## begin
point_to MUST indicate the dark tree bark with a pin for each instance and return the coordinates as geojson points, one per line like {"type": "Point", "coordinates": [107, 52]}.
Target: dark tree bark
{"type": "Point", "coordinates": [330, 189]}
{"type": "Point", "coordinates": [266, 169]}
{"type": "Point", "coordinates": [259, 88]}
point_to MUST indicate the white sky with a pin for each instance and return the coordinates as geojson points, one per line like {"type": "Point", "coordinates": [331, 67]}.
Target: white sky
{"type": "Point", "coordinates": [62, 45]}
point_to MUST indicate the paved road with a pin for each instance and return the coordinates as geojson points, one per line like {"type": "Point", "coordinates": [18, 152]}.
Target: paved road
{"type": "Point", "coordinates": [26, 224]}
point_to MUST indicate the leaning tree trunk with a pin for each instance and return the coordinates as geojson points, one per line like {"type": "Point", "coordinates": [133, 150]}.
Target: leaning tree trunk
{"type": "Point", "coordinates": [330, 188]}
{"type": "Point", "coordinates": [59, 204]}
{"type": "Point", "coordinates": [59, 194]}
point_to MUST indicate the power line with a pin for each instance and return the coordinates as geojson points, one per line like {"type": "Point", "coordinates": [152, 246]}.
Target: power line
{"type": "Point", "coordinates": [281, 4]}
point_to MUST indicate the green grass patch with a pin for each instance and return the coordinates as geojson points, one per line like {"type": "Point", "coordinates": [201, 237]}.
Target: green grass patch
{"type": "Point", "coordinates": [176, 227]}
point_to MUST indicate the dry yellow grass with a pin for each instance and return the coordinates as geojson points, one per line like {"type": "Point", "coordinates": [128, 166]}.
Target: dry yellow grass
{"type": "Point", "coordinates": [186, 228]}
## end
## Task prompt
Can you return, word for word, everything from the line containing "point_to MUST indicate the dry" down to the last line of the data above?

## Correct response
point_to MUST indicate the dry yellow grass with a pin for each instance and return the coordinates as geojson points, one per line like {"type": "Point", "coordinates": [128, 166]}.
Target: dry yellow grass
{"type": "Point", "coordinates": [186, 228]}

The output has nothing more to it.